TASK INSTRUCTIONS:
Reproduce all of the data below, switching every occurrence of "Indicate" to "Mark" and leaving everything else unchanged.

ITEMS:

..............................

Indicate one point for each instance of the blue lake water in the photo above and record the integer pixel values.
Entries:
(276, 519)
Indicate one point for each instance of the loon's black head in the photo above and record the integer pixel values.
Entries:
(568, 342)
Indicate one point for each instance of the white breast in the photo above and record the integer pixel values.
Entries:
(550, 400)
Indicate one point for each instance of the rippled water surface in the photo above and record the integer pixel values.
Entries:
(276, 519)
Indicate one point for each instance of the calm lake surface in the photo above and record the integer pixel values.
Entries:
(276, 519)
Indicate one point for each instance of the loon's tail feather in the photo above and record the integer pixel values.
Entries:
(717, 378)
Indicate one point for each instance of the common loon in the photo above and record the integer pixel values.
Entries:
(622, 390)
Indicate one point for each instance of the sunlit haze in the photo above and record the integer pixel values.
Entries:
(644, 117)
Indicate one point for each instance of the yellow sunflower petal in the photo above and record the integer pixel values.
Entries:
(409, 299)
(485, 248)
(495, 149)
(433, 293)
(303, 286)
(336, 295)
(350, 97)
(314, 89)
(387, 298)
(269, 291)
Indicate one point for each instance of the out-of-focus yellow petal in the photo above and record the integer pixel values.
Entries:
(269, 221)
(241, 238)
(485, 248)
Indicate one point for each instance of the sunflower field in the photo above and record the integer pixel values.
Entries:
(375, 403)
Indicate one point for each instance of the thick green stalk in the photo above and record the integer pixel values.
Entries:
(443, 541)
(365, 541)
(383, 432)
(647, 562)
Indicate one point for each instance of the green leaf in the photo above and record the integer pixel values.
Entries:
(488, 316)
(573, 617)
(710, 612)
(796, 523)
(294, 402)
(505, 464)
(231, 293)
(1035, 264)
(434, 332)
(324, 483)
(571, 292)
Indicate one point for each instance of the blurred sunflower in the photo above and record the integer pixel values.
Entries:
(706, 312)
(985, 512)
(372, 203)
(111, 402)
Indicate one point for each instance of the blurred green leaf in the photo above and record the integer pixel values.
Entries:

..............................

EXERCISE RESULT:
Mark one point for each instance of the blue lake water in the photo above and record the integer pixel values.
Entries:
(276, 519)
Mark one point for each instance of the loon's black head in the photo above and record the integer pixel values.
Entries:
(568, 342)
Mark one point for each instance of the white breast in the photo above and record the integer pixel values.
Entries:
(550, 400)
Mark one point for each instance of the rippled water surface in the photo above and record the integer pixel values.
Entries:
(276, 519)
Mark one point for each instance of the calm lake surface in the photo above and record the integer pixel values.
Entries:
(276, 519)
Mark one point for each instance of the loon's tail feather in the photo above and record the integer pixel values.
Entries:
(717, 378)
Mark one point for each instance of the common loon in the photo above and record the integer pixel values.
Entries:
(622, 390)
Mark one point for each instance of the sunlit haze in the photo above and record the integer pixel values.
Entries:
(644, 117)
Mark one point for each instance of the yellow sunflower petal in the photo above and record the integer pixel values.
Entries:
(409, 299)
(485, 248)
(495, 149)
(433, 293)
(303, 286)
(336, 295)
(350, 97)
(314, 89)
(387, 298)
(269, 291)
Mark one point for each instance of the out-of-focus yellow petal in the photo above and record the integer pixel values.
Entries:
(269, 221)
(241, 238)
(485, 248)
Mark one point for each instance of the sunflower field in the photo above and record the integer pixel values.
Entries:
(375, 403)
Mark one point for each instance of the thick green stalk in the photo above and record the integer pixel values.
Entries:
(443, 541)
(365, 541)
(383, 432)
(647, 562)
Mark one point for each instance of the green leaf in the photo above and record the integer pixel values.
Entries:
(488, 316)
(573, 617)
(710, 612)
(796, 523)
(294, 402)
(505, 464)
(231, 293)
(1035, 264)
(434, 332)
(324, 483)
(571, 292)
Mark one point for each instance of the blurred sunflower in the photo above and record the integer pixel values.
Entries:
(706, 312)
(985, 512)
(372, 203)
(111, 402)
Mark one point for each instance of the blurred green leaf in the photo above and record the integer pixel values.
Entries:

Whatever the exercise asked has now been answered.